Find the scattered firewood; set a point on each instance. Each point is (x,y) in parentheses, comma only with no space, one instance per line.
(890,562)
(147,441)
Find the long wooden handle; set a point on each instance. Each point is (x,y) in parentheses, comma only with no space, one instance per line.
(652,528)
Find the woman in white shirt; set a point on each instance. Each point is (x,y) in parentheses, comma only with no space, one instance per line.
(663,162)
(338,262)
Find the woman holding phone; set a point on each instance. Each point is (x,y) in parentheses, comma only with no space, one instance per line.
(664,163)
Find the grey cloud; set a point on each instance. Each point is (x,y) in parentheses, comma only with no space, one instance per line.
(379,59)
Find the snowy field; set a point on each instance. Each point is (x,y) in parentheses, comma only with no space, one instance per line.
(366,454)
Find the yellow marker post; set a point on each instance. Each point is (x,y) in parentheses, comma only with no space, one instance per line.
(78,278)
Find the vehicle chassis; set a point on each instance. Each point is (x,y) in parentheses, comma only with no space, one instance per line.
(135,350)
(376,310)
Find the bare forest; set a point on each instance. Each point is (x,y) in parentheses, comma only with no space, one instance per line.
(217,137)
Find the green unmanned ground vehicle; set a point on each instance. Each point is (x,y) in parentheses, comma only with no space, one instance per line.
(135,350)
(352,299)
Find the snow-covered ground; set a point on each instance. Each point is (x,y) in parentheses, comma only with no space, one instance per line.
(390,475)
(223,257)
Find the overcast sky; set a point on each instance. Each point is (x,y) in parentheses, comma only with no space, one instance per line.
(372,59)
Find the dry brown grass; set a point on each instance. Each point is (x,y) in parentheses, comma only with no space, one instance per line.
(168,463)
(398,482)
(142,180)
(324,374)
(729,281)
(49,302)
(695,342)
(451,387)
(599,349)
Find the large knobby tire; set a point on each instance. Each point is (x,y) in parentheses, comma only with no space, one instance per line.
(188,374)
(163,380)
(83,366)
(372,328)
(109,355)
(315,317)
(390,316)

» **Try it**
From the first line to the last, return the material exactly.

» **Answer for the task**
Find the scattered firewood; set a point on each instance. Each point is (x,y) in parentheses, comma only with no space, one instance per line.
(890,562)
(147,441)
Find the long wooden handle; set a point on each instance. Each point is (x,y) in parentheses, comma only with no space, one instance per line.
(652,528)
Find the woman in white shirt; set a point on each instance. Each point is (x,y) in parentheses, comma only with no space, one instance per line.
(663,162)
(338,262)
Find the woman holding phone; set a point on each instance. Each point is (x,y) in parentheses, comma only with no space, one instance per line.
(664,163)
Find the grey cloud; set a point on each instance. Each point is (x,y) in parentheses, comma only with no space, one instance per line.
(379,59)
Find the snowy field; set a point on each instance. Each point is (x,y) in parentheses, comma only with no space, one instance per line.
(366,454)
Find the yellow marker post; set a point on each instance. Each point is (x,y) in parentheses, comma only with no space, one instance per line.
(78,278)
Find the vehicle chassis; set a point on each instance. Each point is (x,y) in parentheses, comma only with no space, one instance per line.
(135,350)
(376,310)
Find the bare forest; set a point on each instance. Each point is (x,y) in parentheses, comma only with no space, one instance per line.
(217,137)
Find the green unmanned ground vehicle; set a point on each instance. Each point is (x,y) in parentheses, comma only with no space, one instance per line.
(135,350)
(352,299)
Find the snow-covered ground; set a point on each instance. Each point is (x,y) in parentheses, comma only with no space, one instance per line.
(390,475)
(223,257)
Find the overcast sky; set a point on each instance. Each point is (x,y) in parentheses, comma only with no space, one instance per line.
(372,59)
Find the dry brown grass; set a point on each instance. Each point is (x,y) in parentheses, comma only with no space, one instance per line.
(168,463)
(398,482)
(142,180)
(324,374)
(729,281)
(49,302)
(695,342)
(451,387)
(599,349)
Find the large knobby tire; set a point on each instance. Each point is (x,y) in parentheses, comma only with no space, one instance per line.
(188,374)
(163,380)
(83,366)
(372,328)
(109,355)
(315,317)
(390,316)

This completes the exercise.